ACTIVITY 1: In the food blog posts, at whose request and expense did the Life Science Research Organization convene its expert panel?
ACTIVITY 2: Write out the passage from the food blog posts that starts at "The Economist, of" and ends at "holidays to all!".

TEXT SECTION:
This week, EatingLiberally.org wants to know whether I think organics are honest. Do organic food producers really follow the USDA’s Organic Standards? I think most do, but the question comes out of an incident in California where a fertilizer seller was passing off an unapproved chemical fertilizer as organic. Apparently, state agriculture officials knew about this but didn’t bother to tell anyone or do much about it. Not a good situation. Here’s my response to all this.
The Institute of Medicine (IOM) has a committee doing a big study that will lead to recommendations for improved nutrient standards for school breakfast and lunch programs sponsored by USDA. The committee has just released its “Phase I” report, which explains how it plans to go about setting those standards and asks for public input. This report is available online as a pdf (go to “Read” and click on “full text”) so you can read it and let the committee know what you think of its approach. For anyone interested in the school meal situation, the report is a great place to start. It gives the history of the programs and explains why so many people think changes are needed. It will be interesting to see where the committee goes with this project. Stay tuned!
At the request (and expense) of Kellogg’s, the Life Science Research Organization convened an expert panel to evaluate studies linking consumption of whole grains – as defined by FDA – to reduced risk of cardiovascular disease and diabetes. Using the FDA’s definition, the panel judged the studies insufficient to support a claim that whole grains reduce the risk of cardiovascular disease or diabetes. The FDA defines whole grains as whole: grains that are ground, cracked, or flaked but include all the parts in their original proportions. When the panel expanded the definition of whole grains to include supplements of bran, germ, or fiber, the results came out better. Supplements work better than the real thing! Kellogg’s must be pleased with the results of its investment.
The Economist, of all things, is getting serious about Food Studies. It has a lovely history of cookbooks in its current issue, accompanied by a wonderful illustration. The writer is anonymous, of course (I will never understand why The Economist doesn’t let its writers sign their articles–most annoying). Cookbooks, says Anonymous, do more than teach how to cook. They tell us what’s happening in society and help us deal with life. Buy cookbooks as presents, read them, try a recipe or two, and eat the result! I can’t think of a better gift. Happy holidays to all!

MATERIAL PROVIDED:
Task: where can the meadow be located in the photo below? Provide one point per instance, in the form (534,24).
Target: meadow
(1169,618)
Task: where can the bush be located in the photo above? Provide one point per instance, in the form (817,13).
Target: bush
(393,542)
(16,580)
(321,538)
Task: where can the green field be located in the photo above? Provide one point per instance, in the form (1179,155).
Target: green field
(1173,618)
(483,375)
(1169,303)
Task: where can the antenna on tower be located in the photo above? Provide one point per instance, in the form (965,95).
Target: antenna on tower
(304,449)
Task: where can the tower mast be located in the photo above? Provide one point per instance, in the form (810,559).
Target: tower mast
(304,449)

TASK ANSWER 1: Kellogg's

TASK ANSWER 2:
The Economist, of all things, is getting serious about Food Studies. It has a lovely history of cookbooks in its current issue, accompanied by a wonderful illustration. The writer is anonymous, of course (I will never understand why The Economist doesn’t let its writers sign their articles–most annoying). Cookbooks, says Anonymous, do more than teach how to cook. They tell us what’s happening in society and help us deal with life. Buy cookbooks as presents, read them, try a recipe or two, and eat the result! I can’t think of a better gift. Happy holidays to all!